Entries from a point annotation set

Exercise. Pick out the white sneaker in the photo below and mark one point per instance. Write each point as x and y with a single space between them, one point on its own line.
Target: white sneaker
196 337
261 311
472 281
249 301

▸ **WHAT IS NEEDED**: Switch "sneaker" to "shoe" everywhere it occurs in the items above, and reproduce every line with nothing else altered.

▸ **EXERCISE RESULT**:
Exercise. Pick out the white shoe in the photo below and mark one point per instance. Write each point as x and y with a single space between them, one point on its own line.
Target: white shoe
196 337
261 311
472 281
249 301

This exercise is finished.